▶ [Excerpted passage]:

- - - - -

The dramatic growth the mineral collecting enterprise naturally became stratified. The “best” minerals, especially those that were colorful, became much more expensive. In addition, the concept of a market for minerals that paralleled the market for art pushed this segregation even further. By the late 1970s there were mineral dealers in the TGMS show that only “dealt” with high end material; these dealers would sell individual specimens for more money that most of the mom and pop dealers would make during the entire TGMS show. It was the Malthusian end – demand crushed the supply side of the equation. Further, it seemed advances in mechanized mining, solution extraction, and exploration of low grade ores meant that the flow of collectable minerals was slowing to a trickle.
Much grumbling was heard in the late 1970s that the mineral collecting hobby was “over”. Purchasing high quality specimens was becoming out of reach for many collectors, and large number of the collecting localities in the US were being reclaimed or closed to the causal rock hound. However, the very driver that caused this grumbling – money – was allowing collecting to be done on a commercial scale. Collecting contracts were profitable in some large active mines, and the potential to realize profits began to entice wealthy collectors to invest in specialty mining: the Sweet Home Mine rhodochrosite and Red Cloud wulfenite mining endeavors would not have happened without a market for million dollar rocks. In the mid-1990s dealers began to market on the internet – it was an innovative way to reach remote customers, but it also had the remarkable effect of democratizing the pricing of minerals. Miners in Bolivia could actually see how much a dealer in the US was asking for the vivianite specimen the miner had sold to the dealer a month ago. A new supply-demand relationship in mineral collecting was born.
Today’s Golden Age – At Least for Silver Minerals
Guanajuato is located 475 km northwest of Mexico City, along the “silver channel” a string of incredible silver districts running along the spine of Mexico. In 1548, a group of ore haulers was returning to the recently discovered silver camp of Zacatecas after delivering their load to Mexico City. The haulers decided to camp beneath a rock outcrop that resembled a frog – the name Guanajuato is said to be a Spanish pronunciation of the Tarascan Indian word for hill of frogs (Martin, 1906). A little prospecting uncovered a vein of silver, and a claim was staked on one of the world’s greatest mining camps. Over then next 475 years Guanajuato would go through periods of boom and bust; the booms were extraordinary! In the 18th century Guanajuato accounted for two thirds of the world’s total silver production. In 1906, Englishman Percy Martin wrote a promotional book call Mexico’s Treasure House (Guanajuato), in which he extolled the virtues of the silver district: “The silver mines of Guanajuato differ from most other mines in the world inasmuch as there is nothing conjectural nor problematic about them”. Hardly true, but there is nothing conjectural about the fact that for 450 years the district has supplied unsurpassed mineral specimens.

- - - - -

▶ [Complete the following]:
1. Based on the passage about mineral collecting and Guanajuato, answer yes or no to each statement and quote the words that decide it.
(a) By the late 1970s, some dealers at the TGMS show handled only high end material.
(b) Dealers began marketing minerals on the internet in the early 1980s.
(c) In the 18th century, Guanajuato produced half of the world's silver.
2. Summarize the passage about mineral collecting and Guanajuato in three sentences.
3. Carry on the passage about mineral collecting and Guanajuato's silver district from its final sentence.

(Dataset items)
- - - - -

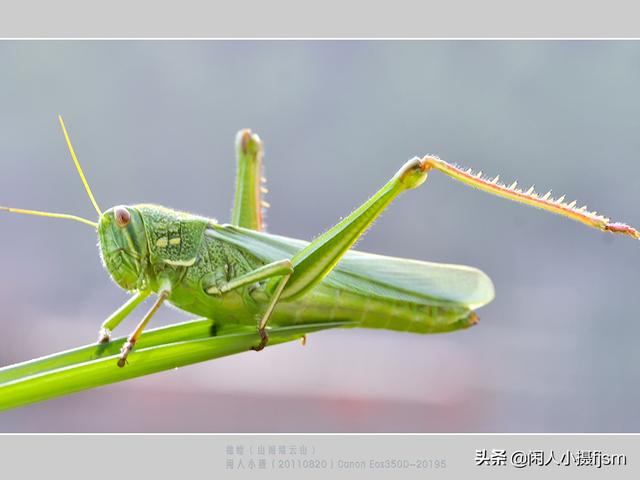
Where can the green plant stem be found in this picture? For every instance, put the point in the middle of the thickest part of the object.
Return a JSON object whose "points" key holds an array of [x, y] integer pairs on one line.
{"points": [[157, 350]]}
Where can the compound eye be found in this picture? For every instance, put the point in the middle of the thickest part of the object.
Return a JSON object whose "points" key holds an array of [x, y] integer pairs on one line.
{"points": [[122, 216]]}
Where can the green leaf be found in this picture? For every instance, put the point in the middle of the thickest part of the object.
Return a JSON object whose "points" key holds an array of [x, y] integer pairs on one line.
{"points": [[160, 349]]}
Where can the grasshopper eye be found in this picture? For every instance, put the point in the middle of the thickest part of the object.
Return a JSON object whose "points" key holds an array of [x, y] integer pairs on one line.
{"points": [[122, 216]]}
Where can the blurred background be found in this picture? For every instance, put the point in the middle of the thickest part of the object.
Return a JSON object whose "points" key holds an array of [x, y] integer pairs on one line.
{"points": [[155, 121]]}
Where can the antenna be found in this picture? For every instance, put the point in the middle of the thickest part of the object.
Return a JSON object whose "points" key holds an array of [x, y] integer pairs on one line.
{"points": [[78, 167]]}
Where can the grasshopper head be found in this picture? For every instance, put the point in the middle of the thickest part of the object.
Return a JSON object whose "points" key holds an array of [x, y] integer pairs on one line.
{"points": [[123, 245]]}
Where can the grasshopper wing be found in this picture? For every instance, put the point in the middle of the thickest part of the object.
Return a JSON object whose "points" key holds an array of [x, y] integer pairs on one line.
{"points": [[378, 275]]}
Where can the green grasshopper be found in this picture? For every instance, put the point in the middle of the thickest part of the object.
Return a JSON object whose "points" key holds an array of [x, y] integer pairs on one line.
{"points": [[238, 274]]}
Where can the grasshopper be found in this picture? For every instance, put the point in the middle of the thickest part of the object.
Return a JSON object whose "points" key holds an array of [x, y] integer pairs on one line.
{"points": [[238, 274]]}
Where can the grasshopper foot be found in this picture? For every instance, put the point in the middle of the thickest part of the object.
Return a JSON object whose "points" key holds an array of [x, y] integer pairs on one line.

- - - - -

▶ [Solved tasks]:
1.
(a) Yes: "By the late 1970s there were mineral dealers in the TGMS show that only “dealt” with high end material"
(b) No: "In the mid-1990s dealers began to market on the internet"
(c) No: "In the 18th century Guanajuato accounted for two thirds of the world’s total silver production."

2. As mineral collecting grew, the best specimens became much more expensive. By the late 1970s many complained that the hobby was over, since quality pieces were out of reach and many US localities were reclaimed or closed, yet money also made collecting possible on a commercial scale, and from the mid-1990s internet marketing democratized mineral pricing. Guanajuato, a Mexican silver district where a vein was uncovered in 1548, accounted for two thirds of the world's silver production in the 18th century and has supplied unsurpassed mineral specimens for 450 years.

3.
During the summer of 2014, and again in the spring of 2015, very fine spinel twinned silvers were found at the Andaychagua Mine, in the San Cristobal District of Peru. The San Cristobal District has long been known for silver minerals, but the new find are the best herring bone silvers to be mined since the Batopilas, Mexico silvers recovered in the 1980s.
The San Cristobal District is located in the Cordillera Occidental about 120 km east of Peru and the first mines in this region were recorded in the 16th century. The region has a rich history of producing silver-bearing mineral specimens and some fine spinel twins of native silver (from the San Cristobal Mine) in a crumbly siderite matrix were on the market in the mid-1980s. The Andaychagua mine is one of four (the other three being the San Cristobal, Ticlio and Carahuacra) in the district that are active, and is presently owned by Volcan Compañía Minera S.A. (acquired in 1997). The annual silver production from the district is about 250,000 kg – however, specimens for collectors have been rare for the last 20 years.
The Machacamarca District, also known as the Colavi District, is located in the Bolivian tin belt, a chain of related mineral deposits that extends nearly 1000 km north-to-south along the eastern Cordillera of Bolivia. The northern part of the belt is marked by Suko, and the southern end is Pirquitas in Argentina. The world’s most famous silver deposit – Cerro Rico in Potosi – sits in the middle of the tin belt. Colavi is only a few 10s km north of Cerro Rico – but those few km are across the most rugged mountainous terrain in the world.
In April of 2015 a significant find of freibergite crystals were recovered from an obscure mine identified as the Melgarejo Mine. Numerous geologists that work in the area scoff at the locality – they don’t doubt Colavi, but have never heard of nor seen the Melgarejo Mine. Mariano Melgarejo is a Bolivian historical figure of some considerable ill repute – he give a significant portion of eastern Bolivia to Brazil in the Treaty of Ayacucho in exchange for a magnificent white horse, and in 1870 ordered his troops to march to Paris to protect France from an invading Germany. Nevertheless, the freibergite crystals are certainly the largest ever found. It is difficult to tell the difference between friebergite and tetrahedrite (that carries some amount of silver), and many specimens labeled freibergite turn out to be the much more common tetrahedrite. The specimen shown below is the one of the very best found, and I personally checked the structure to confirm its identification. Considering that freibergite has been identified from hundreds of localities since the late 18th century, the fact that “world’s best” now appear is remarkable.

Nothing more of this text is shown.